PROBLEM DESCRIPTION
When you reach the records below, output every one exactly as written but leave out any pictures.

Stored data entries
• • • • •

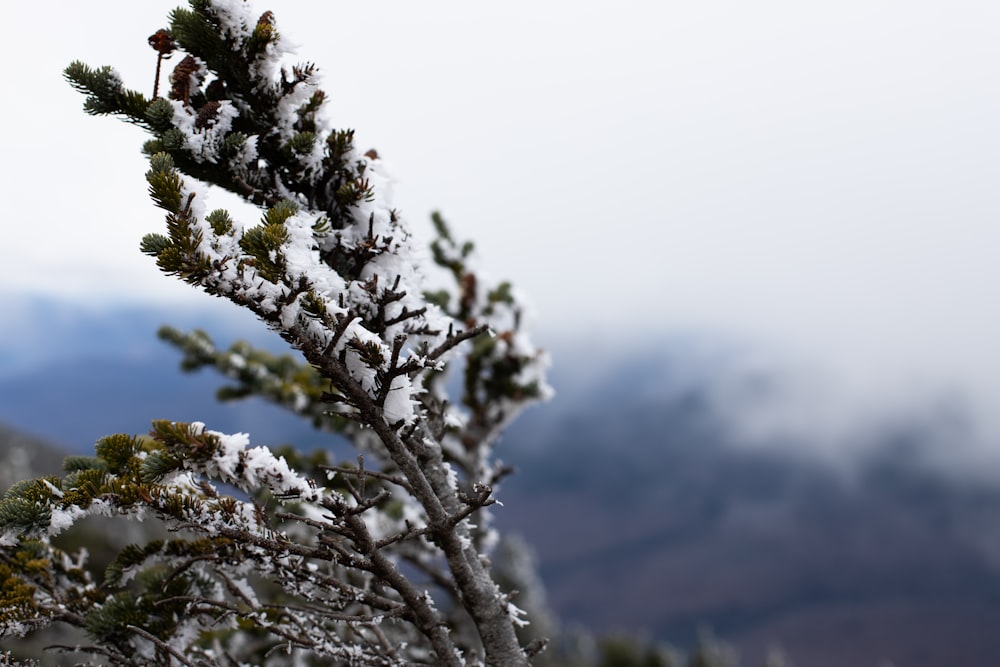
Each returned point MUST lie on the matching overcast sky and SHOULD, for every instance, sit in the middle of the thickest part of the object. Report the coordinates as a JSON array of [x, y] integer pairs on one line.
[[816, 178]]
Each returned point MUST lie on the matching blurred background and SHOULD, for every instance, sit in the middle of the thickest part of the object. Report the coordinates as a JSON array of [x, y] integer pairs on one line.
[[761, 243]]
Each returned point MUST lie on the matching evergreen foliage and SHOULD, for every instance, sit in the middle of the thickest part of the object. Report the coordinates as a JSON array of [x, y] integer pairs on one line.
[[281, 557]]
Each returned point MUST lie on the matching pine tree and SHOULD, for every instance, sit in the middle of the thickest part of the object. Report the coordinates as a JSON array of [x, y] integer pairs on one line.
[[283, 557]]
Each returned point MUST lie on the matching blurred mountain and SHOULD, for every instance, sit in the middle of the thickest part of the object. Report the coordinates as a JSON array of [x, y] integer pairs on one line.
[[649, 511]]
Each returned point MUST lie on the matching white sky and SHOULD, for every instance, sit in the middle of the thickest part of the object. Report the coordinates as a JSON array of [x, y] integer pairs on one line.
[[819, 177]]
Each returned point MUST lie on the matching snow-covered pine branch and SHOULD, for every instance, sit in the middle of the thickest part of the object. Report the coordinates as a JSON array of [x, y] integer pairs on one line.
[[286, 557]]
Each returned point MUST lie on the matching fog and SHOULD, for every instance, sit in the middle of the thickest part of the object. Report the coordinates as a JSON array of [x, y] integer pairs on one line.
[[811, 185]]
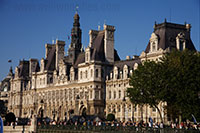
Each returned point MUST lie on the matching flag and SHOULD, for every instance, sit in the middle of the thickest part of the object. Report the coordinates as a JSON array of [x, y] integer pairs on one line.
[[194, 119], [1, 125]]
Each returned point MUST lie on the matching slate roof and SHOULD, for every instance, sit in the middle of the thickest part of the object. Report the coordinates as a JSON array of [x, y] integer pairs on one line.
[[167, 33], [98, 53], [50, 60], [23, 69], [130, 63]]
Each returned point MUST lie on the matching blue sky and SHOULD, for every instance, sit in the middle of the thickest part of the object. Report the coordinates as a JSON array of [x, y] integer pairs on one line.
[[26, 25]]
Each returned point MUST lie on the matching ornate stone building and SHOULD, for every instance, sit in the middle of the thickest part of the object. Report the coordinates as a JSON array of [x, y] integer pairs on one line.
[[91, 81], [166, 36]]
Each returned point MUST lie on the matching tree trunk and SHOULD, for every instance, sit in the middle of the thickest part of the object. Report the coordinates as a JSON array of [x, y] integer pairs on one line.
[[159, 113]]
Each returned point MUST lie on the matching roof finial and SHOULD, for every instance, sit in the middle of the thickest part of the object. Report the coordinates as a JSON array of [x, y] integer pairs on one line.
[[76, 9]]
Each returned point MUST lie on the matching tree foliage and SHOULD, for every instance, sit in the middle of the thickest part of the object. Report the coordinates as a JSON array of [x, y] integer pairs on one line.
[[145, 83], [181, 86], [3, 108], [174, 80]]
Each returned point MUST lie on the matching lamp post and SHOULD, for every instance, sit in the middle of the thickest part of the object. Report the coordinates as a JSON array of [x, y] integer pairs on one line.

• • • • •

EXERCISE OUTPUT
Each returned point MUST lie on the matching overcast sky and SHOULD, for every instance, sit in the middle of the thickest part of the object. Report the coordinates as a JSON array of [x, y] integer pairs on one line.
[[816, 178]]
Each returned point MUST lie on the matching blurred background and SHOULD, for every instance, sit in the middle of the thickest part of the object. Report the coordinates as a JSON array of [x, y] integer pairs on one line.
[[761, 243]]
Each returned point MUST lie on the matching evergreen foliage and SHOULD, for every instance, sit in the middle of the thickest part of the object. Report the coordinates as a JSON array of [x, y] integer pairs on one line.
[[281, 557]]
Each returned point MUST lie on the matching pine tree and SHOULD, for every instance, sit in the middle of the thickest part of the object. Report the coordinates as a JSON array of [x, y] integer pairs on one line.
[[283, 557]]
Each returned point MUST lie on the matching blurred mountain and SHOULD, for every instance, sit in the middle of the thickest part of the object. Report the coordinates as a JSON array of [x, y] integer pairs on one line.
[[649, 511]]
Each returned point MUST lie on the matching white sky and SHOULD, for every instance, sit in the middle of the thickest part of the object. Report the coordinates as a JSON array of [x, y] integer pairs on one line.
[[819, 177]]
Each returned point MUST lie on the matching snow-covered pine branch and SHOULD, for every instance, sit in the middle of the thickest part of the object. Report the coordinates as a JSON array of [x, y] integer pairs on one line.
[[286, 557]]
Each returned point MUST lie on the matching fog and SHOULD, for every instance, sit in the middle of the thickest part of the object. Report the coordinates as a JSON array of [x, y] integer pairs on one line.
[[811, 185]]
Each returned point MUST lie on the matching flag and SHOULD, for every instance, sit in the middle of the thickest part of the object. Report the coordinates as a JSON array of [x, y] integer pairs on one line.
[[194, 119], [1, 125]]
Each returned point MUST lie on the matching slate roof and SHOULD, for every instance, sit in the middle of the thickest part of the object. Report the coordinates as a JSON array of [x, y] integer pairs on one line.
[[167, 33], [98, 53], [50, 60], [23, 69], [130, 63]]
Each returned point MUST lie on the matching blue sky and SHOULD, for every instance, sit in the middle of the thickest part of the object. Report the coordinates as a JSON array of [x, y] integer pairs on one line.
[[26, 25]]
Each returned point MUST lie on the matching ornate stone building and SHOULD, for every instance, sit in the middle of the thickest part of the object. Report the coordinates as a JSON array of [x, y] integer pairs on one line.
[[91, 81], [166, 36]]
Each returned point MUST lie on the matching tree trunk and SHOULD, for every instance, sit in the middle of the thickest part of the object. Report the coordinates as a JSON array of [x, y] integer pairs on one line.
[[159, 113]]
Each returned point MUST lie on the matching roof finial and SHOULD, for every instance, sit in the middle of the thickest part of the object. Report the coordinates as a JSON array of [x, y] integer pairs on one line.
[[76, 9]]
Each returned point MUST lie on the matching tree foliage and SHOULD, for every instance, sit in the middle of the thickest part of the object. Report the coordinates as a JSON array of [x, y] integer pairs on one line.
[[145, 83], [181, 86], [3, 108], [174, 80]]
Each returned point MUST lie on the matching lamp post and SHOULD, for every instance, sit in the middle of the thickest part of the object. Report the coordinates as a JSON array of [x, y] integer pairs on one line.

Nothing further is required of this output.